Write out, word for word, each line from the start of the entries through the one holding "Look at this image and find the bicycle tire."; omit the pictures.

--- Supplied records ---

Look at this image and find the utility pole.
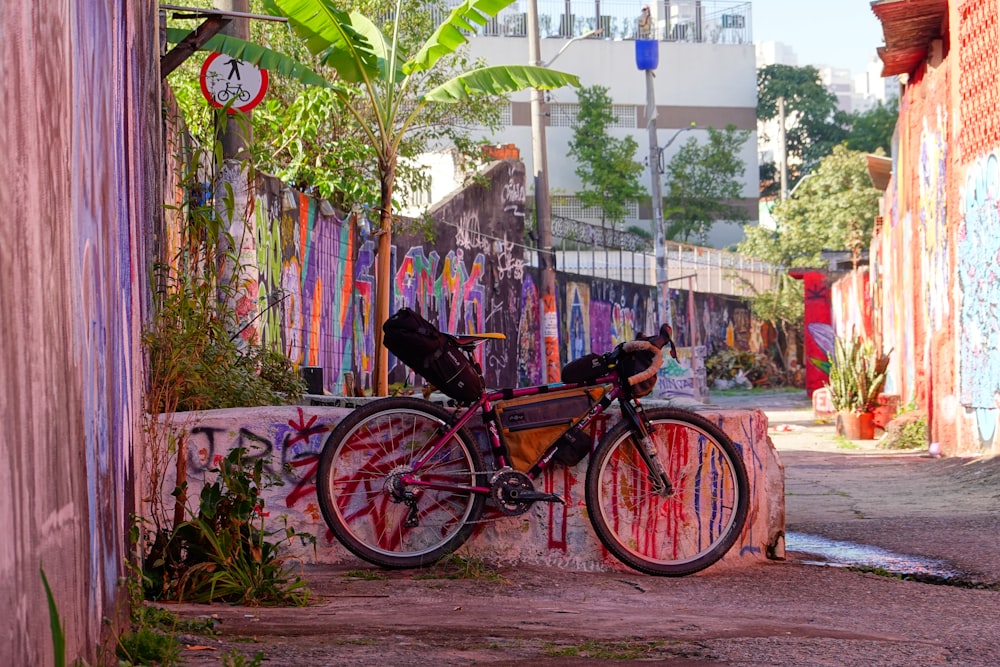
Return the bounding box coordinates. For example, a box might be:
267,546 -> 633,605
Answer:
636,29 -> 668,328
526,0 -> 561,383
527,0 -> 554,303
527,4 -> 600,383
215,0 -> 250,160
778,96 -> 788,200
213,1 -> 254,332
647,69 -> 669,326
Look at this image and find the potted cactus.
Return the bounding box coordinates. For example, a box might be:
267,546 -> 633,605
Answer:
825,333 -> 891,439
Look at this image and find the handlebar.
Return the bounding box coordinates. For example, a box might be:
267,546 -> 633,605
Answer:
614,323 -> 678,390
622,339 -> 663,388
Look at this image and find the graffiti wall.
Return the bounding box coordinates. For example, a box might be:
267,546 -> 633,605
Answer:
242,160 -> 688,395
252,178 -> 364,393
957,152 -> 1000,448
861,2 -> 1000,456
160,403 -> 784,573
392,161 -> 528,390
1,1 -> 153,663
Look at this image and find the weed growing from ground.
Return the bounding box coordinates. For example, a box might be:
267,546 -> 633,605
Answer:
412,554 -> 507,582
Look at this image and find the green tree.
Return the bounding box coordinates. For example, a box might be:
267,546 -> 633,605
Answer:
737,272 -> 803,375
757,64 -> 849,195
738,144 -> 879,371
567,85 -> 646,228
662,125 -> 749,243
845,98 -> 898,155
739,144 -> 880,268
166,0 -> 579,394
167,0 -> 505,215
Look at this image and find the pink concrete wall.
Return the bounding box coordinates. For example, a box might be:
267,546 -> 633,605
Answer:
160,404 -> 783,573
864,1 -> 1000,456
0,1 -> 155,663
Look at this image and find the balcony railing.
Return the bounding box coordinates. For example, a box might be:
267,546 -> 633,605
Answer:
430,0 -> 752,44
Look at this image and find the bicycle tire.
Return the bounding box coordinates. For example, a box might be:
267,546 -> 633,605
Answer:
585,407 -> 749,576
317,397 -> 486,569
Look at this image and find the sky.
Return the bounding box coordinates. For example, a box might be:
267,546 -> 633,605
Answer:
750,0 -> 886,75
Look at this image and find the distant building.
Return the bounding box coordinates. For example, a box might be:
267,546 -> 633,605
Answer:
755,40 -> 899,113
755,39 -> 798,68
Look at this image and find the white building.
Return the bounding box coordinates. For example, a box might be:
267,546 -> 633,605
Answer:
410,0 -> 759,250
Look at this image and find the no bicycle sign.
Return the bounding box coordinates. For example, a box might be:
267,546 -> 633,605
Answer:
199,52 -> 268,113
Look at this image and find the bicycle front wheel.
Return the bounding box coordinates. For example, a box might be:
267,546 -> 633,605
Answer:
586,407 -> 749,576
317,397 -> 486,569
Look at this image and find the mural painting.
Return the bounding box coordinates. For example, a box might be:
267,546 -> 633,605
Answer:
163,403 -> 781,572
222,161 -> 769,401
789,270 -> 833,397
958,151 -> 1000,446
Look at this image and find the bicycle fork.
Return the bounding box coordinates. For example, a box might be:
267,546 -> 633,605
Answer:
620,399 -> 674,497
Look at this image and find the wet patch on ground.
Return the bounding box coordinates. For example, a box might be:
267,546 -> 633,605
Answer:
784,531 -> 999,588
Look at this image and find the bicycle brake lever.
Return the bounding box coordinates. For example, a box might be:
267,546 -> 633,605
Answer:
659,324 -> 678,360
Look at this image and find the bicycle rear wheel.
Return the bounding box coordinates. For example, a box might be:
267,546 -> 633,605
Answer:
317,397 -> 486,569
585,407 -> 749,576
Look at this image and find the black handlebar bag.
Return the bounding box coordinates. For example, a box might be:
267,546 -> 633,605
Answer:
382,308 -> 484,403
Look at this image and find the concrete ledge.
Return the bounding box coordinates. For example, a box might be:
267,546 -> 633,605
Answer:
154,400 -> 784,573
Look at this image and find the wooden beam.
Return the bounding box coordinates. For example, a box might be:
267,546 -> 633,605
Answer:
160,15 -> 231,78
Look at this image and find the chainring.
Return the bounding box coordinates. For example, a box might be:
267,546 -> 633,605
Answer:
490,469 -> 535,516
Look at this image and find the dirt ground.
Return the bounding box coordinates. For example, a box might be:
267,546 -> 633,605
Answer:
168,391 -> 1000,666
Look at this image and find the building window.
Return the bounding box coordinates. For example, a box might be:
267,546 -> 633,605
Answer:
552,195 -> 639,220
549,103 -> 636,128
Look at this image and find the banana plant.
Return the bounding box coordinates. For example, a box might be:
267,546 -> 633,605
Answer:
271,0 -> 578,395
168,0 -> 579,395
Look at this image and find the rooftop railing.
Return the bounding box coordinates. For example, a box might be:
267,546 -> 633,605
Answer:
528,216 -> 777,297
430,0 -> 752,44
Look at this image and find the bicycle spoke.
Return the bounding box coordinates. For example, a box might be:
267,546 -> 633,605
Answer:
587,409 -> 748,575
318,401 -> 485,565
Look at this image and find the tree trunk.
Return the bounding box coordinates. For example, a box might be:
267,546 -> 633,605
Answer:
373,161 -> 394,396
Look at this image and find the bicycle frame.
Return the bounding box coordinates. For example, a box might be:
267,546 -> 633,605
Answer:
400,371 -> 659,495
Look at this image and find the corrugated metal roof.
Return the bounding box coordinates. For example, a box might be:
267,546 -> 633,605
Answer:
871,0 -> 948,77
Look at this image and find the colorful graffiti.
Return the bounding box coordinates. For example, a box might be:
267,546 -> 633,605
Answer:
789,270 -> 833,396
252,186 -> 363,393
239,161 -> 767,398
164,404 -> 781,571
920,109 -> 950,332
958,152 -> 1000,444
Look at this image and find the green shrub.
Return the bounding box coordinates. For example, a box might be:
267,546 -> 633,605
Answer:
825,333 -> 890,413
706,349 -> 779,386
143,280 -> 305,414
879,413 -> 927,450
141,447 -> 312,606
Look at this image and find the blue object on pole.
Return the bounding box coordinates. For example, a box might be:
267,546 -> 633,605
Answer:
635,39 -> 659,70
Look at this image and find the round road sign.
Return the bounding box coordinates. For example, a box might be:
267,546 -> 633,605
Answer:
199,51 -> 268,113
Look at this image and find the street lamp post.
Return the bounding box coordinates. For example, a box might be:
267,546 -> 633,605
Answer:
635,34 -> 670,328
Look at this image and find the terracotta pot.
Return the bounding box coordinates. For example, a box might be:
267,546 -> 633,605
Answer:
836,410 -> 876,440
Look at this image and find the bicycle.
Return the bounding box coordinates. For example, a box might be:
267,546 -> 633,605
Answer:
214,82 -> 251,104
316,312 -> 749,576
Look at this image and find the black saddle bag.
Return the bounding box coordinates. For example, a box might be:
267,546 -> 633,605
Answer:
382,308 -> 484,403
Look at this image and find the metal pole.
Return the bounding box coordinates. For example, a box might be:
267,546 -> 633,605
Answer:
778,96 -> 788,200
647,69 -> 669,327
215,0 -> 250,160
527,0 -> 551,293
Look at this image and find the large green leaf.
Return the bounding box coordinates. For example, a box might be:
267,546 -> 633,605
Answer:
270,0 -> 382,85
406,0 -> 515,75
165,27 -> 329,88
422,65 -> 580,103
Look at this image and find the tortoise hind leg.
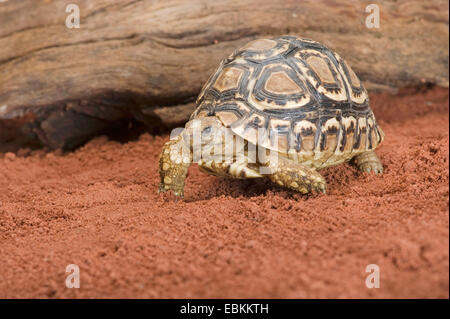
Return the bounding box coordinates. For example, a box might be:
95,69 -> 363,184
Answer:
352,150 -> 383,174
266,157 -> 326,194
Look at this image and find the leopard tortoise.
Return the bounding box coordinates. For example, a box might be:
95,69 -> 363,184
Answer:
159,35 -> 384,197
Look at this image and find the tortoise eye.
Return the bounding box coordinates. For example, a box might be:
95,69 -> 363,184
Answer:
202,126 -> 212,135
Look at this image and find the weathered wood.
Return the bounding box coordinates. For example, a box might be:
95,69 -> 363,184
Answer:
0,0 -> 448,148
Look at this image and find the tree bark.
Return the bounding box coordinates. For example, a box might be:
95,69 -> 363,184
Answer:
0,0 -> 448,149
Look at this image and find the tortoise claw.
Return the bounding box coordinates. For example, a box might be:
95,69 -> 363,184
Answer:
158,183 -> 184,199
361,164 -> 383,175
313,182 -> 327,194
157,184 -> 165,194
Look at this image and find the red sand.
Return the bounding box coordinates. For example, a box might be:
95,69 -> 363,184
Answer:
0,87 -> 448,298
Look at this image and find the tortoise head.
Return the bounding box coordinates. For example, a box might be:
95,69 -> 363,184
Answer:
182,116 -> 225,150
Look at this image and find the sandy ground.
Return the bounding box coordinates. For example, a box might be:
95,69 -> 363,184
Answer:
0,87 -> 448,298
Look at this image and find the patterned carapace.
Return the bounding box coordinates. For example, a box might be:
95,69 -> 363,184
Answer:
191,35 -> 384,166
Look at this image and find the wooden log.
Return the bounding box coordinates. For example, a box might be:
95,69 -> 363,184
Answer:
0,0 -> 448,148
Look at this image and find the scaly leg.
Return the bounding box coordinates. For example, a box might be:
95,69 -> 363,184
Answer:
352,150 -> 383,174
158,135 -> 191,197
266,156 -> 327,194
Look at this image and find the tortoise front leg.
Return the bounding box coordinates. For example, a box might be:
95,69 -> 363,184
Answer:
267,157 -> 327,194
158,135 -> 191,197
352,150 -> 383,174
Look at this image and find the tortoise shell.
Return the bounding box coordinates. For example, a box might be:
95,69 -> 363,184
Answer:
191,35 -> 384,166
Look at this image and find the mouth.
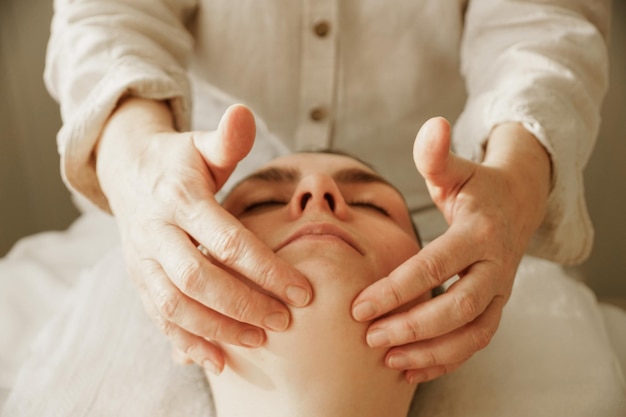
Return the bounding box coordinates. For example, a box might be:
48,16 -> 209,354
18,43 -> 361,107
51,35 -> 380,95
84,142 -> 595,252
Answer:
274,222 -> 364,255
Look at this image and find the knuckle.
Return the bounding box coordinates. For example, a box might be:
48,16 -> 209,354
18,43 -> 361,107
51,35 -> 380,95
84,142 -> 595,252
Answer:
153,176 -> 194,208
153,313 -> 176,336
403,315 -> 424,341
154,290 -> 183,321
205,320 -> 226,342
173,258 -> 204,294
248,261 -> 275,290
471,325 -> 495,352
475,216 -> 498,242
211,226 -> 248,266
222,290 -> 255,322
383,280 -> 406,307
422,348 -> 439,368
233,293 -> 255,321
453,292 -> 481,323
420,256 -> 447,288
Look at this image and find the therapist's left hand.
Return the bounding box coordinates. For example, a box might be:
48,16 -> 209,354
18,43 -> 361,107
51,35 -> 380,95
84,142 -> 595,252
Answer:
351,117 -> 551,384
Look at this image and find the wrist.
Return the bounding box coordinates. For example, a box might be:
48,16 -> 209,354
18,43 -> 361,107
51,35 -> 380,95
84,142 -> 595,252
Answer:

---

◆ Solution for this task:
Look at this image and find the utility pole.
Return the bounding box coordinates. For example, a box might be:
267,546 -> 633,605
Answer:
636,29 -> 668,328
526,0 -> 561,383
527,0 -> 554,303
527,4 -> 600,383
215,0 -> 250,160
778,96 -> 788,200
213,1 -> 254,332
647,69 -> 669,326
Look at this image and find the potted cactus.
Return the bounding box coordinates. For example, a box might be:
267,546 -> 633,605
Answer:
825,333 -> 891,439
Look at this image and find the handlebar.
Return the bounding box coordinates. For example, a box might be:
267,546 -> 633,605
Answer:
614,323 -> 678,390
622,339 -> 663,388
Look at this image and find the graffiti wall.
Return the bounding box coordinates. For example, a box might be:
267,546 -> 633,605
Answer:
242,160 -> 688,395
252,178 -> 364,393
957,152 -> 1000,448
861,2 -> 1000,456
160,403 -> 784,573
392,161 -> 528,390
1,1 -> 153,663
Look at this image and find the weed growing from ground.
Return the bounding box coordinates. For example, a box might be:
267,546 -> 633,605
Answer:
412,554 -> 507,582
Look at this image and find the green tree.
Return the bounding box coordinates. For example, a box might be:
267,546 -> 633,605
Answer:
737,272 -> 803,375
757,64 -> 849,195
738,144 -> 879,371
567,85 -> 646,228
662,125 -> 749,243
845,98 -> 898,155
739,144 -> 880,268
166,0 -> 579,394
167,0 -> 505,215
Look at this image and find the pink concrete wall.
Return the bounding box coordinates. For example, a box might be:
267,546 -> 633,605
Answer:
160,404 -> 783,573
864,1 -> 1000,456
0,1 -> 155,663
Look at this image and find the balcony railing.
Return the bounding box coordinates. For example, a box might be:
267,546 -> 633,605
Answer:
430,0 -> 752,44
Look at this image and find the bicycle tire.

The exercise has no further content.